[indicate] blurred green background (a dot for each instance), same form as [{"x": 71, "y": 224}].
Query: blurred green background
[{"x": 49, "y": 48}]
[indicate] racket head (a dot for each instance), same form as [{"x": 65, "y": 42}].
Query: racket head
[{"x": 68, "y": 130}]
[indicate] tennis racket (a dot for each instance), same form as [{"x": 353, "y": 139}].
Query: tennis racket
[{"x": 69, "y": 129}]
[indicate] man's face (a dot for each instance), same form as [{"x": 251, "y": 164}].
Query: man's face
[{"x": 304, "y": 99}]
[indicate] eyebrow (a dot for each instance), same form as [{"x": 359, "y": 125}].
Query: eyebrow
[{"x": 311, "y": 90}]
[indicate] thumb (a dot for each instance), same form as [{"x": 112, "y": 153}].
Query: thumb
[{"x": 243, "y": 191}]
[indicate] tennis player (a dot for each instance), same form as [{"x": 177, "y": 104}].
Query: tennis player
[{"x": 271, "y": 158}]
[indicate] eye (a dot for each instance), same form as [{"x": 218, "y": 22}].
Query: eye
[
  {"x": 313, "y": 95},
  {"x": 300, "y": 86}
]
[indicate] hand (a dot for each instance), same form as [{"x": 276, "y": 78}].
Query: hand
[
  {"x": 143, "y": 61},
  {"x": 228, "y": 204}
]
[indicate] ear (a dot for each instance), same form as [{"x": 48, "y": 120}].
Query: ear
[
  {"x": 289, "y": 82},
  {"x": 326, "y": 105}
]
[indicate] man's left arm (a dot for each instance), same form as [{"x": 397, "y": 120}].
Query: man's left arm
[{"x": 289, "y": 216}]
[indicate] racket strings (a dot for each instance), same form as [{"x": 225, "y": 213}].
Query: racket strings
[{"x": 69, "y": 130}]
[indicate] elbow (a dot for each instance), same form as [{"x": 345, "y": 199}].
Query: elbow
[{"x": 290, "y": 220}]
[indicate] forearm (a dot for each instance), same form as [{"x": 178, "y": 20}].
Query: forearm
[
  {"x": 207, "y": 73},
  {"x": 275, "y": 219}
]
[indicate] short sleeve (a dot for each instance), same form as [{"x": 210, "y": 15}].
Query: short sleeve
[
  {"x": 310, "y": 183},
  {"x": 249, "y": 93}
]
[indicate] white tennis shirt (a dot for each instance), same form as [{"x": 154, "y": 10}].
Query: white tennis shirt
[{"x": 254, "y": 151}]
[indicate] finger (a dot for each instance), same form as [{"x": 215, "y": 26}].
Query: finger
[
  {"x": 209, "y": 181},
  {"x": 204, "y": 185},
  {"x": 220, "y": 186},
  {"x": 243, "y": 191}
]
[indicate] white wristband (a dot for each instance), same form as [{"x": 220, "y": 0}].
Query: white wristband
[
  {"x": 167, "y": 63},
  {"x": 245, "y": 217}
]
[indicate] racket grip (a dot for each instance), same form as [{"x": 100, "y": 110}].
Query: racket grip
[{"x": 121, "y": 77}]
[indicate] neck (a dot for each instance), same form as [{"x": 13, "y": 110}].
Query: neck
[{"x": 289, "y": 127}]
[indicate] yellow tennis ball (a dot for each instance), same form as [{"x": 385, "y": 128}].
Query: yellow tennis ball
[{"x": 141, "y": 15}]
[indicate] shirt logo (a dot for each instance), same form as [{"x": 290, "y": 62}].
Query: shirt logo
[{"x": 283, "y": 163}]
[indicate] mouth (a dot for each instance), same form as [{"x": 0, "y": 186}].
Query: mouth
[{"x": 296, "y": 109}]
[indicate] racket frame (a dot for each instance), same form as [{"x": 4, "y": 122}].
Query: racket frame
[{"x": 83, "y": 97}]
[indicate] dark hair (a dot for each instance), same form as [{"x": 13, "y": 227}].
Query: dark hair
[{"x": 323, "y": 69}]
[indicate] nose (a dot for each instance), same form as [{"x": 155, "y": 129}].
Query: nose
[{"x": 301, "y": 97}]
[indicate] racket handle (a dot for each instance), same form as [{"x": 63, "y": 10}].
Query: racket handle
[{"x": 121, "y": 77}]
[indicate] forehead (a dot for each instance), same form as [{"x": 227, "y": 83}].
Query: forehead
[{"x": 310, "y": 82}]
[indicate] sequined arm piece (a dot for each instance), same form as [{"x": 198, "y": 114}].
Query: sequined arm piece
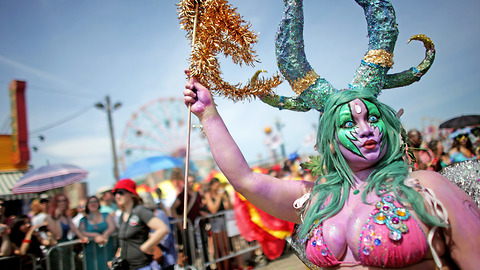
[{"x": 288, "y": 103}]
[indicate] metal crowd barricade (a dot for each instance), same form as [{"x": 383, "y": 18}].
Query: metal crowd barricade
[
  {"x": 236, "y": 245},
  {"x": 185, "y": 241},
  {"x": 59, "y": 262},
  {"x": 18, "y": 262}
]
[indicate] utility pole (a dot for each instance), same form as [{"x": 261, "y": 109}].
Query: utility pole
[
  {"x": 279, "y": 126},
  {"x": 109, "y": 109}
]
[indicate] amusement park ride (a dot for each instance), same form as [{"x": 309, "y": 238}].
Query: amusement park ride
[{"x": 159, "y": 127}]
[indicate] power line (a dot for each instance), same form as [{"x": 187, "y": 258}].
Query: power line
[
  {"x": 55, "y": 124},
  {"x": 53, "y": 91}
]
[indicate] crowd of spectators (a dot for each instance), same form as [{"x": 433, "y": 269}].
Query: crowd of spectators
[{"x": 96, "y": 219}]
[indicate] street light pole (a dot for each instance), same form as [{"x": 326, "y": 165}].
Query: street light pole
[{"x": 108, "y": 108}]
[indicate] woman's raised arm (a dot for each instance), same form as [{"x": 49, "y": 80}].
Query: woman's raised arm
[{"x": 272, "y": 195}]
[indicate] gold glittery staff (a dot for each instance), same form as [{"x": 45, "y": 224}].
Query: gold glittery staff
[{"x": 189, "y": 129}]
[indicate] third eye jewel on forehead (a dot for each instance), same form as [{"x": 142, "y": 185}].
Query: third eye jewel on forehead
[{"x": 357, "y": 108}]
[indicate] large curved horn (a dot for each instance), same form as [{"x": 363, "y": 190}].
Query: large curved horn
[
  {"x": 312, "y": 90},
  {"x": 382, "y": 34},
  {"x": 413, "y": 74}
]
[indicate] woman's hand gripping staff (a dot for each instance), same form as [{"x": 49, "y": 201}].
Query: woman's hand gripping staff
[{"x": 262, "y": 190}]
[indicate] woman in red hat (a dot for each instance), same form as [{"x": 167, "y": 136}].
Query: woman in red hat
[{"x": 136, "y": 242}]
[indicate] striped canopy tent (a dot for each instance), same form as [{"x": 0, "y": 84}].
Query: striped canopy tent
[
  {"x": 7, "y": 180},
  {"x": 48, "y": 178}
]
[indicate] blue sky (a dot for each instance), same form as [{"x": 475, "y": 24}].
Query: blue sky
[{"x": 74, "y": 53}]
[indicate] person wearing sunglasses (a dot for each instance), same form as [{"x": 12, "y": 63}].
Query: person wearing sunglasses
[
  {"x": 136, "y": 242},
  {"x": 98, "y": 227},
  {"x": 59, "y": 224}
]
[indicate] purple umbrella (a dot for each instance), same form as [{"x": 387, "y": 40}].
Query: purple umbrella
[{"x": 49, "y": 177}]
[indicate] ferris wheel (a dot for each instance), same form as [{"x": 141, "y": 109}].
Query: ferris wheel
[{"x": 160, "y": 128}]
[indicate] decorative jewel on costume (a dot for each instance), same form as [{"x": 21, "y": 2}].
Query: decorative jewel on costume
[
  {"x": 358, "y": 109},
  {"x": 133, "y": 221},
  {"x": 392, "y": 217}
]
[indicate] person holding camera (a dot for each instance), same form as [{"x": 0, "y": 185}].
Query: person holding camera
[
  {"x": 136, "y": 243},
  {"x": 217, "y": 200},
  {"x": 26, "y": 239}
]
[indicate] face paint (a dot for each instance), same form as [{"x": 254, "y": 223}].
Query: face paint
[{"x": 361, "y": 130}]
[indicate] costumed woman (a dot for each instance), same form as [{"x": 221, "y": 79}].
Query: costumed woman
[
  {"x": 98, "y": 227},
  {"x": 366, "y": 209},
  {"x": 136, "y": 243},
  {"x": 370, "y": 211}
]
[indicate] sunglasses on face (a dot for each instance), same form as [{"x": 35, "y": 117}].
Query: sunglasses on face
[{"x": 120, "y": 192}]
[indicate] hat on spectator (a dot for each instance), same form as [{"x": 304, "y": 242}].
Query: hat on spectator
[
  {"x": 126, "y": 184},
  {"x": 43, "y": 198},
  {"x": 104, "y": 189}
]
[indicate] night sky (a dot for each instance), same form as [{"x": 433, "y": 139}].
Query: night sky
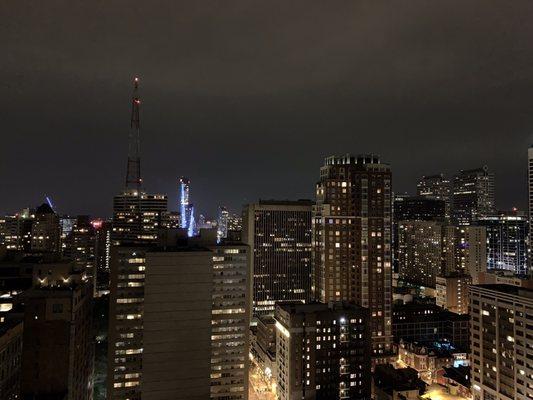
[{"x": 247, "y": 97}]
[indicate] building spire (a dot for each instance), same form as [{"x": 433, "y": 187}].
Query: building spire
[{"x": 133, "y": 174}]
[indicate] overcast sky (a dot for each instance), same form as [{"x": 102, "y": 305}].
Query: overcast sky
[{"x": 247, "y": 97}]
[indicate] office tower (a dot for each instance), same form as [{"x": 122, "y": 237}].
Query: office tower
[
  {"x": 279, "y": 236},
  {"x": 473, "y": 195},
  {"x": 472, "y": 250},
  {"x": 428, "y": 323},
  {"x": 452, "y": 292},
  {"x": 530, "y": 183},
  {"x": 137, "y": 216},
  {"x": 102, "y": 254},
  {"x": 222, "y": 223},
  {"x": 196, "y": 322},
  {"x": 45, "y": 231},
  {"x": 397, "y": 383},
  {"x": 419, "y": 252},
  {"x": 507, "y": 235},
  {"x": 501, "y": 342},
  {"x": 176, "y": 361},
  {"x": 436, "y": 187},
  {"x": 184, "y": 203},
  {"x": 419, "y": 208},
  {"x": 58, "y": 351},
  {"x": 414, "y": 208},
  {"x": 230, "y": 322},
  {"x": 352, "y": 239},
  {"x": 323, "y": 351},
  {"x": 125, "y": 338},
  {"x": 15, "y": 231},
  {"x": 11, "y": 332}
]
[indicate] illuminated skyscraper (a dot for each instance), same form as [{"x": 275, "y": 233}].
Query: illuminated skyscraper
[
  {"x": 185, "y": 206},
  {"x": 222, "y": 223},
  {"x": 352, "y": 239},
  {"x": 506, "y": 235},
  {"x": 137, "y": 216},
  {"x": 279, "y": 235},
  {"x": 436, "y": 187},
  {"x": 473, "y": 195}
]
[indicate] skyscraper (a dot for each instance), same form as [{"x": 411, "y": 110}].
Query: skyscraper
[
  {"x": 352, "y": 239},
  {"x": 185, "y": 206},
  {"x": 420, "y": 252},
  {"x": 222, "y": 223},
  {"x": 125, "y": 337},
  {"x": 137, "y": 216},
  {"x": 501, "y": 349},
  {"x": 279, "y": 235},
  {"x": 322, "y": 351},
  {"x": 506, "y": 235},
  {"x": 473, "y": 195},
  {"x": 437, "y": 187},
  {"x": 58, "y": 348}
]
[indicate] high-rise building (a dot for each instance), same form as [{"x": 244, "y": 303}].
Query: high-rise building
[
  {"x": 414, "y": 208},
  {"x": 15, "y": 231},
  {"x": 530, "y": 183},
  {"x": 419, "y": 252},
  {"x": 452, "y": 292},
  {"x": 437, "y": 187},
  {"x": 11, "y": 332},
  {"x": 176, "y": 359},
  {"x": 507, "y": 235},
  {"x": 230, "y": 321},
  {"x": 185, "y": 206},
  {"x": 323, "y": 351},
  {"x": 125, "y": 337},
  {"x": 473, "y": 195},
  {"x": 222, "y": 223},
  {"x": 501, "y": 351},
  {"x": 58, "y": 350},
  {"x": 46, "y": 231},
  {"x": 471, "y": 250},
  {"x": 137, "y": 216},
  {"x": 352, "y": 239},
  {"x": 279, "y": 236}
]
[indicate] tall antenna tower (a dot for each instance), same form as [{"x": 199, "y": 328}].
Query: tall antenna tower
[{"x": 133, "y": 174}]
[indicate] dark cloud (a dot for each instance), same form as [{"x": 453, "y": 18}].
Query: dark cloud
[{"x": 248, "y": 97}]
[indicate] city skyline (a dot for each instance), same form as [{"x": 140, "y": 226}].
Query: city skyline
[{"x": 428, "y": 79}]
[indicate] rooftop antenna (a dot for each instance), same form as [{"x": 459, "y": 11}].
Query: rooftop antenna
[{"x": 133, "y": 174}]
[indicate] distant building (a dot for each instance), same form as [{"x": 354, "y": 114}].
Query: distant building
[
  {"x": 176, "y": 353},
  {"x": 452, "y": 292},
  {"x": 126, "y": 307},
  {"x": 15, "y": 231},
  {"x": 402, "y": 383},
  {"x": 507, "y": 235},
  {"x": 137, "y": 217},
  {"x": 501, "y": 342},
  {"x": 323, "y": 351},
  {"x": 352, "y": 239},
  {"x": 11, "y": 333},
  {"x": 279, "y": 236},
  {"x": 419, "y": 252},
  {"x": 58, "y": 351},
  {"x": 436, "y": 187},
  {"x": 426, "y": 323},
  {"x": 473, "y": 195},
  {"x": 45, "y": 231}
]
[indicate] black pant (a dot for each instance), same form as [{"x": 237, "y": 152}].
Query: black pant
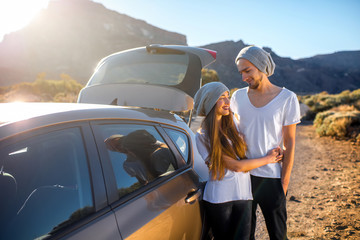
[
  {"x": 269, "y": 194},
  {"x": 229, "y": 220}
]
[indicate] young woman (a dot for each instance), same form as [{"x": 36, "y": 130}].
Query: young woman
[{"x": 227, "y": 194}]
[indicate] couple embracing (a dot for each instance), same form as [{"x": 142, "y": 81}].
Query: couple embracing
[{"x": 248, "y": 143}]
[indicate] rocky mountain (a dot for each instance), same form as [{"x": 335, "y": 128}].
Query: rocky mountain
[
  {"x": 332, "y": 72},
  {"x": 71, "y": 36}
]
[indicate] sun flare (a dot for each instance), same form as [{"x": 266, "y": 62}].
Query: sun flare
[{"x": 16, "y": 14}]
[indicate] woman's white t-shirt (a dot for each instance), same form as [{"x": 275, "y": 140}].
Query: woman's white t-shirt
[{"x": 234, "y": 186}]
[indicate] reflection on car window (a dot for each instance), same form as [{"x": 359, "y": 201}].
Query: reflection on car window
[
  {"x": 162, "y": 69},
  {"x": 44, "y": 184},
  {"x": 138, "y": 154},
  {"x": 180, "y": 140}
]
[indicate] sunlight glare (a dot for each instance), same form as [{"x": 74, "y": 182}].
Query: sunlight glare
[{"x": 16, "y": 14}]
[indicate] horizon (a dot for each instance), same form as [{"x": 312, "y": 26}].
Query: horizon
[{"x": 296, "y": 29}]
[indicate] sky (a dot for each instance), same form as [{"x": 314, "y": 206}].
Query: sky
[{"x": 291, "y": 28}]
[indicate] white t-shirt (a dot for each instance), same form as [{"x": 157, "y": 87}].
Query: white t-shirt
[
  {"x": 234, "y": 186},
  {"x": 262, "y": 126}
]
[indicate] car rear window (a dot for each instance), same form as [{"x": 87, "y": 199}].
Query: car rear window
[{"x": 143, "y": 68}]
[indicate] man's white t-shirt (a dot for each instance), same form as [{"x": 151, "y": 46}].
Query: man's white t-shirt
[
  {"x": 262, "y": 127},
  {"x": 234, "y": 186}
]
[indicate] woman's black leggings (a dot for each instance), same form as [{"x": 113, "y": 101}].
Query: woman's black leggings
[{"x": 229, "y": 220}]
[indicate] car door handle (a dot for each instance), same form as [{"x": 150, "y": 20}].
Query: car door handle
[{"x": 193, "y": 196}]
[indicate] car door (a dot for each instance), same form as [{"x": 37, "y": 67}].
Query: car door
[
  {"x": 52, "y": 186},
  {"x": 159, "y": 200}
]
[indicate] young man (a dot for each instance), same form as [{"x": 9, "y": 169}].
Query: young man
[{"x": 267, "y": 115}]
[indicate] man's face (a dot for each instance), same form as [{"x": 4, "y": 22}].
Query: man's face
[{"x": 250, "y": 74}]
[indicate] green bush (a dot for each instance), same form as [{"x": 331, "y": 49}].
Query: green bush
[
  {"x": 340, "y": 122},
  {"x": 323, "y": 101}
]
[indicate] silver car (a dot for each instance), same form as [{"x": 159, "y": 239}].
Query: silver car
[{"x": 98, "y": 171}]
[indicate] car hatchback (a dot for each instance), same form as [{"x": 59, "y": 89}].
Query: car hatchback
[{"x": 96, "y": 171}]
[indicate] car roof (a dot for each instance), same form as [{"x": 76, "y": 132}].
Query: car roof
[{"x": 21, "y": 117}]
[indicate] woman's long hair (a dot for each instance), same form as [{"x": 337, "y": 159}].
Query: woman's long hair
[{"x": 224, "y": 140}]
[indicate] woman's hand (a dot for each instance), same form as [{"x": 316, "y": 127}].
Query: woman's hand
[{"x": 275, "y": 155}]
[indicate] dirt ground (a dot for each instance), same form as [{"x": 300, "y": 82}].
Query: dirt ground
[{"x": 323, "y": 200}]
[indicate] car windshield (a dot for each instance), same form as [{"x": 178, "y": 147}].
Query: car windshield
[{"x": 163, "y": 69}]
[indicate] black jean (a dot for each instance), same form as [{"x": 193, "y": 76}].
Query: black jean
[
  {"x": 229, "y": 220},
  {"x": 268, "y": 193}
]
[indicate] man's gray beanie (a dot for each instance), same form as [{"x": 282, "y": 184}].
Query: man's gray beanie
[
  {"x": 259, "y": 57},
  {"x": 207, "y": 96}
]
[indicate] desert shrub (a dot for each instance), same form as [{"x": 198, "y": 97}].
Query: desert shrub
[
  {"x": 323, "y": 101},
  {"x": 339, "y": 122}
]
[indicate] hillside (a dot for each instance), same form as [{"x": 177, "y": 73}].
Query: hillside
[
  {"x": 71, "y": 36},
  {"x": 332, "y": 72}
]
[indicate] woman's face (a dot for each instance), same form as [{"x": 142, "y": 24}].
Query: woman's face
[{"x": 223, "y": 105}]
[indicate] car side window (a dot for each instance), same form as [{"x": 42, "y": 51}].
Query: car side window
[
  {"x": 45, "y": 184},
  {"x": 138, "y": 154},
  {"x": 181, "y": 142}
]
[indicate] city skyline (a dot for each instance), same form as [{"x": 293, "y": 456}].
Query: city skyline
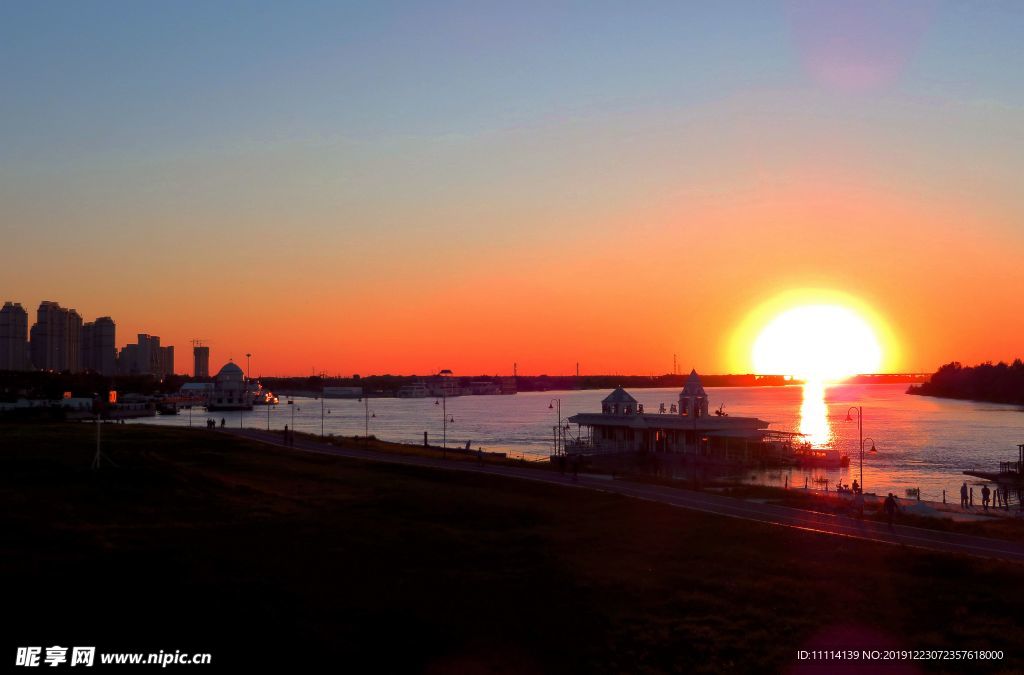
[{"x": 476, "y": 186}]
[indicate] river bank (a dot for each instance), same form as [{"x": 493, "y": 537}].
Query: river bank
[{"x": 203, "y": 542}]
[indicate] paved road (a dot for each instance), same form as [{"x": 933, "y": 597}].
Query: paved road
[{"x": 837, "y": 525}]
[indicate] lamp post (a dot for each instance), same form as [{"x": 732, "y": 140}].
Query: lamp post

• STATED GOAL
With pictures omitted, reproduce exactly the lines from the line containing "[indicate] desert shrub" through the end of the data above.

• OUTPUT FOR THIS TASK
[indicate] desert shrub (a dot for each instance), same form as [{"x": 198, "y": 97}].
Query: desert shrub
[
  {"x": 323, "y": 101},
  {"x": 339, "y": 122}
]
[indicate] hillside (a dot for each instance), same form as [{"x": 177, "y": 73}].
Query: hillside
[
  {"x": 71, "y": 36},
  {"x": 332, "y": 72}
]
[indicate] woman's face (a dot for each instance), same form as [{"x": 142, "y": 24}].
Query: woman's face
[{"x": 223, "y": 105}]
[indicate] car side window (a dot for each instance), same form as [{"x": 42, "y": 51}].
Query: car side window
[
  {"x": 45, "y": 184},
  {"x": 138, "y": 154},
  {"x": 181, "y": 142}
]
[indicate] city skyline (a dot for each instance), same form as [{"x": 293, "y": 456}].
Query: city skyline
[{"x": 476, "y": 186}]
[indicate] river bank (a dot for each instance), same form as [{"x": 493, "y": 537}].
Query: river bank
[{"x": 203, "y": 542}]
[indicate] paved road (a dot for each instance), same form as [{"x": 933, "y": 597}].
Query: paved road
[{"x": 837, "y": 525}]
[indicate] lamp post (a dot for each instance), same form as [{"x": 732, "y": 140}].
Query: lamp post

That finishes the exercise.